While we are on the topic of keys, one realted topic is indexing. Snowflake does not use traditional indexes commonly found in relational database management systems (RDBMS). Snowflake uses its own proprietary micro-partitions, keys, an metadata to auto-optimize query performance.

8.6 Opportunity Query

With our Lead Query created, next, we will create an Opportunity query. Create a SELECT statement for SFDC.STAGE.OPPORTUNITY with a table alias of “O” and include the following fields:

Id, CreatedDate, Revenue, Stage, AccountId, CloseWonDate

If you find that the first attempt does not work perfectly, use the errors to help guide you along the way. Here are some tips:

  1. Did you include commas after the field name?
  2. Did you add the table Alias correctly?
  3. Did you declare you get single vs double quotes correct?
  4. Did you remember to alias your table and fields?

Opportunity Query Result:

SELECT 
O.Id,
O.CreatedDate,
O.ExpectedRevenue,
O.StageName,
O.AccountId,
O.CloseDate,
O.Type
FROM SFDC.STAGE.OPPORTUNITY O;

Revenue Pipeline

NameObject & FIeld OriginDate DimensionDescriptionDefinition
Revenue PipelineOpportunity.RevenueOppotunity.CreatedDateOpportunity RevenueTotal Revenue pipeline (open and closed opportunities)

Our next metric is called “Revenue Pipeline.” The distinction of pipeline indicates that we are measuring revenue at any Opportunity stage. This is a great example where having well-written definitions and a universal understanding of metrics and facts are very important. Because there are no implied constraints or calculations required, you can simply use the Opportunity Revenue field in your query. As it turns out we don’t need to change. As it turns out, the standard field as it stands within the opportunity is sufficient and already included in our query.

Result

O.ExpectedRevenue

New Customer Won Opportunities

NameObject & FIeld OriginDate DimensionDescriptionDefinition
New Customer Won OpportunitiesOpportunity.StageOppotunity.CloseWonDateOpportunity COUNT WHERE Stage = ‘Closed Won’ AND Type = ‘New Customer’Count of won opportunities for new customers

The next metric is “New Customer Won Opportunities” where you get to put your conditional expression skills to use again. This time, you have two conditions. Give it a shot on your own.

  1. Did you declare you get single vs double quotes correctly?
  2. Did you utilize AND / OR to add two conditions?

Result

CASE
WHEN O.StageName = 'Closed Won' AND O.Type = 'New Customer' then 1
ELSE 0 END "New Customer Won Opportunities"

Customers

NameObject & FIeld OriginDate DimensionDescriptionDefinition
Customers Opportunity.Id,
Opportunity.AccountId,Opportunity.Stage
Oppotunity.CloseWonDateDISTINCT Accounts with  WHERE Opportunity Stage = ‘Closed Won’Distinct count of Accounts where Closed-Won Opportunities > 0 

Our final metric is designed to measure the total number of distinct customers in Salesforce. A “Customer” in this case has a very specific definition that requires an Account to have at least 1 closed-won opportunity. Unlike the other metrics, I will share how we achieved this metric in Salesforce. I would need to build an Opportunity report that filters data for Closed-Won deals and then calculate Unique Account IDs.

Creating this metric in SQL is no different. In the spirit of breaking down a problem into its smallest parts, we need to:

  1. Isolate AccountIds that have a Closed-Won opportunity.

===

Task directions: Resume the Snowflake SQL tutorial, starting immediately after its final line. The records that come next are separate material and have no connection to the Snowflake SQL tutorial.

===

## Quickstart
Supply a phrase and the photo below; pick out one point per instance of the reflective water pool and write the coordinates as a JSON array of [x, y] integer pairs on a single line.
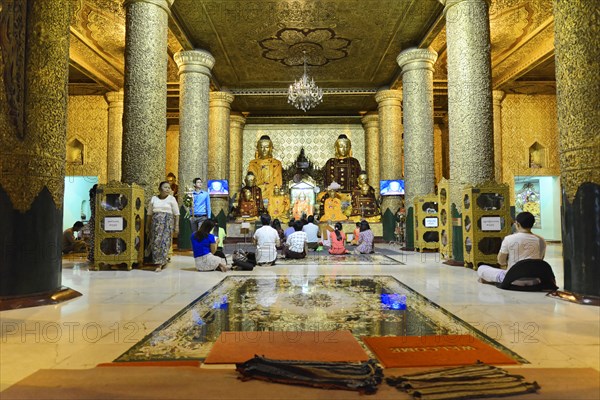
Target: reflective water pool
[[367, 306]]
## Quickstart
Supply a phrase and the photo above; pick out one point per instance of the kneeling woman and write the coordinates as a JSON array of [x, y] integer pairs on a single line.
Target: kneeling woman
[[204, 245], [337, 238]]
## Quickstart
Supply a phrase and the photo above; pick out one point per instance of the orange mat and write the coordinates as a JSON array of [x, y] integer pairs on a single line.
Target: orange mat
[[237, 347], [177, 363], [429, 351]]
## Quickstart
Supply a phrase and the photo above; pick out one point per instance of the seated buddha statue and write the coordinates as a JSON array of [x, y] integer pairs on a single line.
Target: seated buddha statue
[[279, 205], [302, 207], [266, 169], [364, 202], [250, 199], [332, 208], [343, 169]]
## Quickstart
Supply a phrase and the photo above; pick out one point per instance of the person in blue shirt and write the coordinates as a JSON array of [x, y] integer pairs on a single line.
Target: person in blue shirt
[[200, 205], [204, 245]]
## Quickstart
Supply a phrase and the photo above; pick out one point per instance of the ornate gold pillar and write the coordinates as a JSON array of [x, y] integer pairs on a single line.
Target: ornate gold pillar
[[114, 144], [34, 38], [391, 152], [498, 96], [470, 117], [145, 107], [194, 88], [218, 143], [370, 123], [577, 96], [417, 102], [236, 136]]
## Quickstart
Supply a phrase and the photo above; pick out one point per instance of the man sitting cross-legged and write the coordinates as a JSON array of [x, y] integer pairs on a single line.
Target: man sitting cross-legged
[[296, 245]]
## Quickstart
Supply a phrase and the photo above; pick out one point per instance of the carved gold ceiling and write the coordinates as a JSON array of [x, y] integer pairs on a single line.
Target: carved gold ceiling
[[351, 48]]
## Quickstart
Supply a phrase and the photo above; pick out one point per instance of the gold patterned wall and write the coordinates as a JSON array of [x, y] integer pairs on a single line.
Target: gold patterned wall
[[527, 120], [88, 125], [318, 142], [173, 151]]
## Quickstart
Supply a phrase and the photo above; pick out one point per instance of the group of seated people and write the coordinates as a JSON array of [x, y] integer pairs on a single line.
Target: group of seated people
[[295, 242]]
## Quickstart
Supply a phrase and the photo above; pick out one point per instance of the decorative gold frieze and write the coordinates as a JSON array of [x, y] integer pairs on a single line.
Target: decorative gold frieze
[[32, 152]]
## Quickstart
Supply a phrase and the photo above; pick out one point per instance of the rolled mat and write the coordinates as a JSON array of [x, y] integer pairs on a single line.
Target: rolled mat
[[363, 377], [468, 382]]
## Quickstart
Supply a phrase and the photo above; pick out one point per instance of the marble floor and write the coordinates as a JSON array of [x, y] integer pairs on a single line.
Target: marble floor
[[119, 308]]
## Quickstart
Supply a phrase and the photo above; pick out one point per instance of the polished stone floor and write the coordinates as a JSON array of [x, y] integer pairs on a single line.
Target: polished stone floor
[[119, 308]]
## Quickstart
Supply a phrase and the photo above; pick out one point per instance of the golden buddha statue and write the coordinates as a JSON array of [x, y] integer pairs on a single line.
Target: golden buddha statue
[[279, 205], [332, 208], [364, 202], [250, 199], [302, 207], [266, 169], [343, 169]]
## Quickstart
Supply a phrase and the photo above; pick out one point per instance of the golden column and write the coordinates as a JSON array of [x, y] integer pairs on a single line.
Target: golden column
[[194, 85], [417, 100], [391, 152], [469, 95], [370, 123], [470, 113], [145, 107], [114, 144], [219, 108], [578, 96], [236, 136], [33, 131], [498, 96]]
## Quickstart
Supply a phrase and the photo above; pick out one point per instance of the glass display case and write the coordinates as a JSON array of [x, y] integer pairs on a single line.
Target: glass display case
[[427, 222], [119, 225], [486, 221], [445, 219]]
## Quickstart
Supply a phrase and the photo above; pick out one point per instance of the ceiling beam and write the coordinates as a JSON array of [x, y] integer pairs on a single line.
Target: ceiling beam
[[87, 59], [534, 50]]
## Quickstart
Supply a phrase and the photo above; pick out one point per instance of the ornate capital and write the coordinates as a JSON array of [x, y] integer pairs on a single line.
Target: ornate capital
[[164, 4], [238, 119], [114, 98], [389, 98], [370, 120], [200, 61], [498, 96], [415, 58], [450, 3], [221, 99]]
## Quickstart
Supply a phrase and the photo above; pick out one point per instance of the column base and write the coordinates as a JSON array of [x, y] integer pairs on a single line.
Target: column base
[[454, 263], [40, 299]]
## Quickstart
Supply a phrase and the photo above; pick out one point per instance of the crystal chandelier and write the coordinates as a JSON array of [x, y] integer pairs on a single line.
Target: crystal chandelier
[[304, 94]]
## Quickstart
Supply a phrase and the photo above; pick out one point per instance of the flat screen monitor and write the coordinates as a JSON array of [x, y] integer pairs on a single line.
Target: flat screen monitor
[[391, 187], [491, 224], [431, 222], [218, 187]]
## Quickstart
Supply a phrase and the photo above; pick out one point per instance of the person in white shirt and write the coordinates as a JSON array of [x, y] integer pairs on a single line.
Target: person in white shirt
[[163, 212], [296, 243], [521, 245], [312, 232], [266, 239]]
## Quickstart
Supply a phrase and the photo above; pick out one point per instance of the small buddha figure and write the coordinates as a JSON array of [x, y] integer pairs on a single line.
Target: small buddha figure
[[172, 179], [266, 169], [364, 202], [279, 205], [332, 209], [343, 169], [302, 207], [247, 205], [250, 193]]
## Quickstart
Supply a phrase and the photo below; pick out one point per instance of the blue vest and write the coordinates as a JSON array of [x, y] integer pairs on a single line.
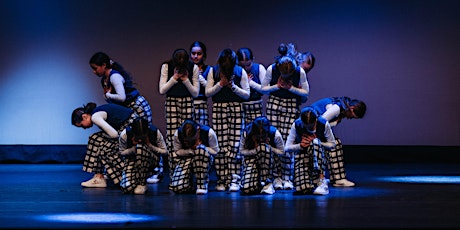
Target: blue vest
[[131, 92], [300, 130], [284, 93], [179, 89], [342, 102], [255, 95], [152, 135], [271, 134], [201, 94], [226, 94], [116, 114]]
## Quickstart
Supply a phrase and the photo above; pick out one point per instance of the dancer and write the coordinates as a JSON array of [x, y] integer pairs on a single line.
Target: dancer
[[253, 107], [287, 86], [333, 110], [198, 56], [195, 145], [228, 86], [260, 141], [307, 141], [141, 145], [179, 82], [102, 151]]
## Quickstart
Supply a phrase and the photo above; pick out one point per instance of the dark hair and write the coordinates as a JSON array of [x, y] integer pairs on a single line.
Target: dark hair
[[286, 50], [243, 53], [259, 129], [227, 61], [188, 133], [359, 107], [140, 127], [308, 56], [286, 65], [180, 59], [77, 114], [308, 115], [101, 58], [201, 45]]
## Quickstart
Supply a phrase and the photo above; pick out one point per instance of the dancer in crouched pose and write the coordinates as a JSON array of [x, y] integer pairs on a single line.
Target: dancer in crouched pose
[[307, 139], [333, 110], [102, 151], [141, 145], [259, 142], [194, 147]]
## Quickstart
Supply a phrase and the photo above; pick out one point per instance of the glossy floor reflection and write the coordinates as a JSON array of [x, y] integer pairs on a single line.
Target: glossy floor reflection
[[386, 196]]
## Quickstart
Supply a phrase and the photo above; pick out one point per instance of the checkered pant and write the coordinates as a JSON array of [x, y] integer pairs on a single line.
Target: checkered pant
[[190, 170], [282, 112], [335, 162], [252, 110], [178, 109], [308, 164], [102, 154], [227, 119], [137, 168], [256, 169], [142, 107], [201, 112]]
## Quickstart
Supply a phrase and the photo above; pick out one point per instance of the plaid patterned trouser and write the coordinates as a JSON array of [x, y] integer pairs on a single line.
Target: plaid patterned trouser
[[191, 170], [335, 162], [282, 112], [177, 111], [308, 164], [137, 168], [256, 169], [227, 121], [201, 112], [142, 107], [102, 154], [251, 110]]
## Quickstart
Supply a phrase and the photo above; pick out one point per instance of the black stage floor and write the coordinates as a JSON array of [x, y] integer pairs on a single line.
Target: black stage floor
[[392, 195]]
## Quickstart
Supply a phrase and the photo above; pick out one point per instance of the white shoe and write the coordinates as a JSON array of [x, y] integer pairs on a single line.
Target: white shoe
[[140, 190], [287, 185], [278, 183], [322, 188], [153, 179], [268, 189], [343, 183], [234, 187], [201, 191], [220, 188], [94, 182]]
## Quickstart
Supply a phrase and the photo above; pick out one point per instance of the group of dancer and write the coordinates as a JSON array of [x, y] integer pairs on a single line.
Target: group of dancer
[[254, 147]]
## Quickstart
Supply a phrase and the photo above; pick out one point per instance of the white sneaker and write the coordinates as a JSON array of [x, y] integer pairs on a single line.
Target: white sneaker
[[268, 189], [94, 182], [278, 183], [234, 187], [201, 191], [140, 190], [287, 185], [343, 183], [220, 188], [153, 179], [322, 188]]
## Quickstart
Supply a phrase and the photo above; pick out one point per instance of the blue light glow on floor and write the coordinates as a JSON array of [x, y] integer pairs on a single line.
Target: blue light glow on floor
[[102, 218], [445, 179]]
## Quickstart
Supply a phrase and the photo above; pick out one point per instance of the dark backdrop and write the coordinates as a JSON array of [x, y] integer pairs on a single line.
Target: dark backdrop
[[399, 56]]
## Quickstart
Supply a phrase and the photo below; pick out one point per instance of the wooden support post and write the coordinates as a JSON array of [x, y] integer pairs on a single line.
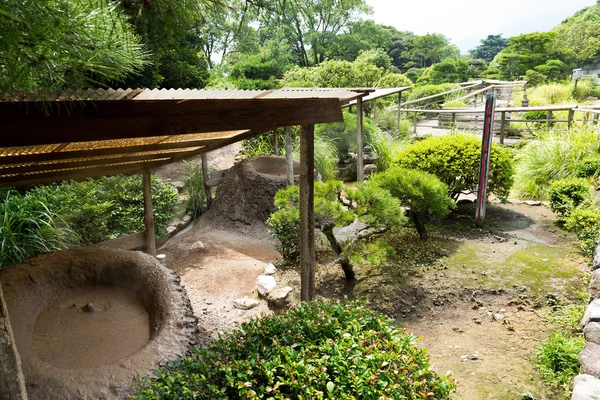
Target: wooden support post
[[307, 213], [360, 173], [12, 382], [399, 109], [502, 127], [148, 218], [570, 118], [206, 178], [289, 159], [415, 123]]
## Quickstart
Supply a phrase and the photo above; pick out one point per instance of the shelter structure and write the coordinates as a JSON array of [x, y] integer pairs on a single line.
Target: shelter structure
[[89, 133]]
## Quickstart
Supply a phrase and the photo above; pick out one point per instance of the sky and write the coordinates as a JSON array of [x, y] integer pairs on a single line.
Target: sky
[[466, 22]]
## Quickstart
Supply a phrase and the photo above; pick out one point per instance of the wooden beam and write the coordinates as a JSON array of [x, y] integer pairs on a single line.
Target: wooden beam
[[205, 179], [12, 381], [360, 173], [307, 216], [148, 217], [289, 156], [28, 124]]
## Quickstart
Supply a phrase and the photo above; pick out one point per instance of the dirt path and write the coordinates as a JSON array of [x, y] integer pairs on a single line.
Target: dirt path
[[477, 297]]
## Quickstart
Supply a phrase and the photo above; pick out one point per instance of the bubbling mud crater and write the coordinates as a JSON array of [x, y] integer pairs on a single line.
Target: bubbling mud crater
[[88, 320]]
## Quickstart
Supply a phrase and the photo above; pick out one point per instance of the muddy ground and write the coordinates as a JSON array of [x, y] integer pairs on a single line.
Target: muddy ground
[[477, 297]]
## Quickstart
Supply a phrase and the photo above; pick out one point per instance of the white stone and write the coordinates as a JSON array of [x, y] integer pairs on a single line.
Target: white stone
[[270, 270], [265, 284], [245, 303]]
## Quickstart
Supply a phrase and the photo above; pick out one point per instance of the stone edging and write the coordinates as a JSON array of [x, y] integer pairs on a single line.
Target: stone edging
[[586, 386]]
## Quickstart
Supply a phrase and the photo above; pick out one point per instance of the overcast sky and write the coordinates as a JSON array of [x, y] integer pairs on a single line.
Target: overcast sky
[[466, 22]]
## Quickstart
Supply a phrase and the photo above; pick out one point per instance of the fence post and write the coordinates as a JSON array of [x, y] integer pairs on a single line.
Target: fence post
[[570, 118], [503, 127], [484, 165]]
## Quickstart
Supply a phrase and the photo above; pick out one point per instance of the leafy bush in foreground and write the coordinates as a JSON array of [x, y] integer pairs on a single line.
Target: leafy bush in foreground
[[558, 360], [566, 194], [455, 161], [321, 350]]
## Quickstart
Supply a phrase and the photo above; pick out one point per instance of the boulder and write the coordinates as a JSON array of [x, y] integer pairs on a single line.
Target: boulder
[[265, 284], [278, 298], [586, 387], [245, 303], [590, 359], [270, 270]]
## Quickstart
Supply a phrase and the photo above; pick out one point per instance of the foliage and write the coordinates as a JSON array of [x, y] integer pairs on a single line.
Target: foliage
[[58, 44], [588, 167], [489, 47], [581, 33], [566, 194], [423, 193], [319, 350], [28, 228], [553, 155], [455, 161], [374, 207], [585, 222], [557, 359], [193, 183]]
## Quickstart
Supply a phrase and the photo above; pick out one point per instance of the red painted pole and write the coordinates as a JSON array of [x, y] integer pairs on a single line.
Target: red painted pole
[[484, 165]]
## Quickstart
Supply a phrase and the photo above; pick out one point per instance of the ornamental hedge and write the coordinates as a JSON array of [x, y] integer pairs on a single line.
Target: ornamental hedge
[[321, 350], [455, 161]]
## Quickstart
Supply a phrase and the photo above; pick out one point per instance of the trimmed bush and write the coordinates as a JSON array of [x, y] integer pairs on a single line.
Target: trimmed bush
[[558, 360], [321, 350], [455, 161], [423, 193], [585, 222], [566, 194]]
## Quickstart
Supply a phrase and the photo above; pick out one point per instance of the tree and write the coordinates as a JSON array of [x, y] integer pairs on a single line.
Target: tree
[[489, 47], [58, 44], [430, 49]]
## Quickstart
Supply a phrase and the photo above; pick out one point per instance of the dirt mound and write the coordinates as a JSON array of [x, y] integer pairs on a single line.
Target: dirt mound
[[88, 320], [245, 195]]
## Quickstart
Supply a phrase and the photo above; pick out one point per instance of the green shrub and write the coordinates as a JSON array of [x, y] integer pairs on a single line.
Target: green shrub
[[553, 155], [193, 180], [588, 167], [321, 350], [566, 194], [423, 193], [557, 359], [455, 161], [585, 222]]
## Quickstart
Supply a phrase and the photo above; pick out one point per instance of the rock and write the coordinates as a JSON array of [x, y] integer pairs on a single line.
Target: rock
[[592, 332], [533, 203], [245, 303], [270, 270], [278, 297], [349, 233], [590, 359], [265, 284], [596, 262], [592, 313], [586, 387], [197, 246]]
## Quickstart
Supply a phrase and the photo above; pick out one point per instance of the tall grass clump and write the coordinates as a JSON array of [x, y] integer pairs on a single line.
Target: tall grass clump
[[28, 228], [553, 155]]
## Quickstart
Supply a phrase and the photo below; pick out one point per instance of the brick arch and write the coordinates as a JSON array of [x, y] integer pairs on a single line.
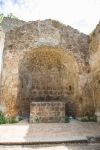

===

Result of this task:
  2. Aggregate and COUNT the distinct AccountIds to determine  our “Customers” metric.

At this point, while writing our SQL for an Opportunity we can only perform 1 of the steps. Create a field that returns the AccountIDs for Opportunities that have reached a Closed-Won stage. 

Hints

  1. You have technically built a nearly identical field.
  2. Rather than a 0/1, you want to return the AccountId field.
  3. If the condition is false (meaning that the opportunity was not closed won), you should just return a NULL value.

Result

CASE
WHEN O.StageName = 'Closed Won' THEN O.AccountId
ELSE NULL END "Closed Won AccountIDs",

Or you can use

IFF  (O.StageName = 'Closed Won' ,O.AccountId, NULL)
"Closed Won AccountIDs2"

As a recap for this field, we have not calculated the final metric, but we have created a calculated field that we need to accurately measure “Customers”. We will visit this aggregate metric at the same time that we work on the Qualified Lead to Won Opportunity Ratio.

Final Opportunity Query Result

SELECT
O.Id,
O.CreatedDate,
O.ExpectedRevenue,
O.StageName,
O.AccountId,
O.CloseDate,
O.Type,
CASE
WHEN O.StageName = 'Closed Won' AND O.Type = 'New Customer' then 1
ELSE 0 END "New Customer Won Opportunities",
CASE
WHEN O.StageName = 'Closed Won' THEN O.AccountId
ELSE NULL END "Closed Won AccountIDs",
FROM SFDC.STAGE.OPPORTUNITY O;

9.3 Concluding your Learning

We have concluded the hands-on learning for introduction to SQL. We covered a lot of ground to give you a strong foundation to build from. There are several intermediate to advanced topics that you can explore on your own:

Additional Reading and Traditional Reading and Learning Paths

This course was purposefully built for the Salesforce ecosystem but there are other incredible resources that cover Snowflake and general data engineering.

Other Functions to Expand Your SQL and Data Skills

Together we covered the basics for query and analysis of your Salesforce data. To further expand your arsenal of SQL and data abilities you can go much deeper into the following topics:

Administration: Creating and managing tables, schemas, and databases learning Database Definition Language functions.

Advanced-Data Functions: Create SQL stored procedures and custom user-defined functions with Python or Javascript.

Expanded Data Types: Work with semi-structured data like JSON and XML or unstructured data.

Statistical Functions: Perform advanced analytics and statistical analysis with a large collection of statistical functions

Advanced Data Modeling: Understanding complex data modeling techniques such as star schemas, snowflake schemas, and normalization/denormalization processes can significantly improve how you structure and access data. Window Functions are part of this learning path.

  • Data Warehousing Best Practices: Learning about partitioning strategies, clustering data for performance, and managing large datasets can be crucial for optimizing your Snowflake environment.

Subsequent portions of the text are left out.